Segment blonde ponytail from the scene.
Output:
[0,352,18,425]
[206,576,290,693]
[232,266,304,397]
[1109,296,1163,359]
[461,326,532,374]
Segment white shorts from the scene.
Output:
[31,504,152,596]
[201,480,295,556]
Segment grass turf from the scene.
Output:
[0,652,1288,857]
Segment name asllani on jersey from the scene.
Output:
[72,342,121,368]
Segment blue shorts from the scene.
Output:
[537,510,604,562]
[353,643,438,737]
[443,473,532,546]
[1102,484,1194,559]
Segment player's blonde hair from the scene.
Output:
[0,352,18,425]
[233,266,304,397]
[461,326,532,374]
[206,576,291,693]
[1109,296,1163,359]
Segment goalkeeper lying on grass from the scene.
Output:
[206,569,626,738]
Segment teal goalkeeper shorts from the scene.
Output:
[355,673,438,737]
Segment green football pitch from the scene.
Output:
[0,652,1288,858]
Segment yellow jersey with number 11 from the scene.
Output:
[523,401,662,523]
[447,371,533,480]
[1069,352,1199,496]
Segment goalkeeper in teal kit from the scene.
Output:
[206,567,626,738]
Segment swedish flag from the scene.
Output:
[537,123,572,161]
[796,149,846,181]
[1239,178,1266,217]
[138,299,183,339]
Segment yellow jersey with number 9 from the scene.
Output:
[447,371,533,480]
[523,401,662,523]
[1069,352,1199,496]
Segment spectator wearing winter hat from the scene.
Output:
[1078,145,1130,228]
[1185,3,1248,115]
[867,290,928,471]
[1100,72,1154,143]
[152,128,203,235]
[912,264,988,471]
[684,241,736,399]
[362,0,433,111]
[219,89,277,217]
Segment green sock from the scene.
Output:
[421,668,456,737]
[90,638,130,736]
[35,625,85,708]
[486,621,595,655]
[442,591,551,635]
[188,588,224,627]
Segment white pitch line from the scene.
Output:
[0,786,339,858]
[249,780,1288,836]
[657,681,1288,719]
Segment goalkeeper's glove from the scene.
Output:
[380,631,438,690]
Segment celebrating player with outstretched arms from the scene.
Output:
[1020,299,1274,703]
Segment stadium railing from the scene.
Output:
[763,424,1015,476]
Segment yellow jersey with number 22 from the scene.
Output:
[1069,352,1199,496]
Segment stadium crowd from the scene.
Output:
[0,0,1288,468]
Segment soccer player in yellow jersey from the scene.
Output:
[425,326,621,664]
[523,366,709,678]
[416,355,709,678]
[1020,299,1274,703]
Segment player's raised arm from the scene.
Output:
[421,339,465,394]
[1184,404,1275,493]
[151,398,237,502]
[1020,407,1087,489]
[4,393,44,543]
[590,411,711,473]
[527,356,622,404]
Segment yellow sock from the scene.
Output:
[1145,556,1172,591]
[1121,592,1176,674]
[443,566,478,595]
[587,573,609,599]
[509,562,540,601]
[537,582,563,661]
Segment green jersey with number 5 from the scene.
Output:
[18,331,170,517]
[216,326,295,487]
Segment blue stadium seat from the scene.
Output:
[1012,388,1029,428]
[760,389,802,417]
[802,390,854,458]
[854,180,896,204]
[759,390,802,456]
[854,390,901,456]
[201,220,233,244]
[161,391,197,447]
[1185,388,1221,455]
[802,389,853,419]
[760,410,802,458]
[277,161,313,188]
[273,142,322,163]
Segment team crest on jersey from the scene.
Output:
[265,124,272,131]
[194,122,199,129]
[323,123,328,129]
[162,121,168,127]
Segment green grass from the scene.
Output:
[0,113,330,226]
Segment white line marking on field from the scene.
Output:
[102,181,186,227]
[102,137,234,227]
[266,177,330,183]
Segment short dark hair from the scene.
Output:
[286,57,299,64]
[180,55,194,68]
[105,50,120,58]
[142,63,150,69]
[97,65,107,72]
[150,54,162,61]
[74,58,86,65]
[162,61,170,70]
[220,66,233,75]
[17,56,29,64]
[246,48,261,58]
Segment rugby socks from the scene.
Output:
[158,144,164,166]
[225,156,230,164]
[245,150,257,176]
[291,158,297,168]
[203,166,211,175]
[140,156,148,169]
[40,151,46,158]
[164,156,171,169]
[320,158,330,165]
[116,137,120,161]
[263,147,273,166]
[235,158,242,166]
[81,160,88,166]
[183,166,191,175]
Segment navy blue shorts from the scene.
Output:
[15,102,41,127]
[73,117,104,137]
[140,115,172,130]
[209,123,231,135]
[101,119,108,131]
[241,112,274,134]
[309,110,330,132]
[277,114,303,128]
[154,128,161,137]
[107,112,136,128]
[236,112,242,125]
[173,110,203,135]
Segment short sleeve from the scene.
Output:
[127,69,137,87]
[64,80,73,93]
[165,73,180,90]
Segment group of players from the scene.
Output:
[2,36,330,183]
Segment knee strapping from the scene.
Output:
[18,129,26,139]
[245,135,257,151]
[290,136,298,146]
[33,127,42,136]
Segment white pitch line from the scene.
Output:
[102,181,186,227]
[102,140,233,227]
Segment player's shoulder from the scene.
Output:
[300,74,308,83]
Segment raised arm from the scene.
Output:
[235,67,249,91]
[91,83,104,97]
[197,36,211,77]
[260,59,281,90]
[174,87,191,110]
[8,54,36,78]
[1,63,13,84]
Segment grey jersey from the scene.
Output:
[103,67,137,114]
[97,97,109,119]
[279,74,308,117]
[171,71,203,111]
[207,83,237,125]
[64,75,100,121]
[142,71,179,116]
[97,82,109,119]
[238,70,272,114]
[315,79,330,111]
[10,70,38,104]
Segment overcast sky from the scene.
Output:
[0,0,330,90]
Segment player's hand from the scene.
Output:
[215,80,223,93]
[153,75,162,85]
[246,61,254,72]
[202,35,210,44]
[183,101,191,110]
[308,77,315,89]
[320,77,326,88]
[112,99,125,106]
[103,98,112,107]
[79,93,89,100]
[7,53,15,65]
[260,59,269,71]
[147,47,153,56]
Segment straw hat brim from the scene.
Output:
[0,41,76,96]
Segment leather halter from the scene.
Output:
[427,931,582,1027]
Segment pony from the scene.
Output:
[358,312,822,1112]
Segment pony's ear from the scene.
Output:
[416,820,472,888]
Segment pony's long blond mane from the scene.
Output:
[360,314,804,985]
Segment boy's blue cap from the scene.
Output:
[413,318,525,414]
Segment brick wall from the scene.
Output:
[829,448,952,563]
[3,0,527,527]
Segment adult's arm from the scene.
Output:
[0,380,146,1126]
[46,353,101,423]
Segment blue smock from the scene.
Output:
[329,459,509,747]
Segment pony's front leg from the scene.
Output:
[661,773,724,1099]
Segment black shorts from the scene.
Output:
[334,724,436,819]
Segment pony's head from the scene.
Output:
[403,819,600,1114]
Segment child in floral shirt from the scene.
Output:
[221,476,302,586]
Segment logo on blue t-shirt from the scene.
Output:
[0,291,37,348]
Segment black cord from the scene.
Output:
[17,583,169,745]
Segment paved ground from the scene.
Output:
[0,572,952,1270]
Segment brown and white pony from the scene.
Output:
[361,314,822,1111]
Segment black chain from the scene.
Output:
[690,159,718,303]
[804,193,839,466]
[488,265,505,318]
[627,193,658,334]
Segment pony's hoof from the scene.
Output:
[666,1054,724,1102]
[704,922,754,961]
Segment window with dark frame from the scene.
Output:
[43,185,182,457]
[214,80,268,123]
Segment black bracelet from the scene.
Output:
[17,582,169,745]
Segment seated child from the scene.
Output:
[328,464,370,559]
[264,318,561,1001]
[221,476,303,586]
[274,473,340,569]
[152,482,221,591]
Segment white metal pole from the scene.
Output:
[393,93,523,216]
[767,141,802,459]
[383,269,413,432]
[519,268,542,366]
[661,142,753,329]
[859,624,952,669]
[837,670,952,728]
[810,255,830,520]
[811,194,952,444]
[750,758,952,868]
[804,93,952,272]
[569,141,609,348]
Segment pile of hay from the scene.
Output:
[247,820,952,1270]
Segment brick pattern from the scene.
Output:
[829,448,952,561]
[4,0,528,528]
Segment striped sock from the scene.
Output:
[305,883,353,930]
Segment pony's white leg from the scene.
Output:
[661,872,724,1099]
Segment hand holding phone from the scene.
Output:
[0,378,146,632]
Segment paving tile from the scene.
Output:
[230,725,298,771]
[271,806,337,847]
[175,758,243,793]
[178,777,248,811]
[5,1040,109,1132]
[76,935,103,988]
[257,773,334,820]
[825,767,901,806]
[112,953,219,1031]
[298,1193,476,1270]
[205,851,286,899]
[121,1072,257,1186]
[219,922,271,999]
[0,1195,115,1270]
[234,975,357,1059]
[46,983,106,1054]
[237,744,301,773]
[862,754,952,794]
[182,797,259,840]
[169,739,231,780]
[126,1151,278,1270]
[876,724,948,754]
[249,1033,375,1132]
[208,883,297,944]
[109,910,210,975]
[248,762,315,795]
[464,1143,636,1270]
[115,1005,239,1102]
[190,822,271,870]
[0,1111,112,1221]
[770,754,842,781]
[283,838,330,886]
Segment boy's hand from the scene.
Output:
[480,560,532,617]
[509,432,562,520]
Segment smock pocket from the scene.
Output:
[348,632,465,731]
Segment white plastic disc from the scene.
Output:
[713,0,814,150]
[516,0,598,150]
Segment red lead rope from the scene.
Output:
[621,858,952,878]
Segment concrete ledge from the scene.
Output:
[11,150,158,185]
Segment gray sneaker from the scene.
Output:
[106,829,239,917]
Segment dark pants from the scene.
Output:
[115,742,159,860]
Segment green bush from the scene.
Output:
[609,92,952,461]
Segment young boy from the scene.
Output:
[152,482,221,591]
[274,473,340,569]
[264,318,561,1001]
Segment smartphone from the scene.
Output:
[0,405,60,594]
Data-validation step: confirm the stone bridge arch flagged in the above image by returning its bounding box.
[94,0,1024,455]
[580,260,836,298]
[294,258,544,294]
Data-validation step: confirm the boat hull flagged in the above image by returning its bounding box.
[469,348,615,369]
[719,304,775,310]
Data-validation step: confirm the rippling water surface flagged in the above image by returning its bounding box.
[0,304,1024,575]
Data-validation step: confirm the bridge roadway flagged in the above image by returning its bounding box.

----------------------------------------

• _What to produce_
Could you reproduce, exactly as they appear, the lines from the very first one up to and including the line containing "[72,342,121,368]"?

• _Task result_
Segment blonde ponytail from the scene.
Output:
[0,352,18,425]
[206,576,290,693]
[232,266,304,397]
[1109,296,1163,359]
[461,326,532,374]
Segment white shorts from the scene.
Output:
[31,504,152,596]
[201,480,295,556]
Segment grass turf from the scene.
Output:
[0,652,1288,857]
Segment name asllani on jersey from the scene.
Output:
[72,342,121,368]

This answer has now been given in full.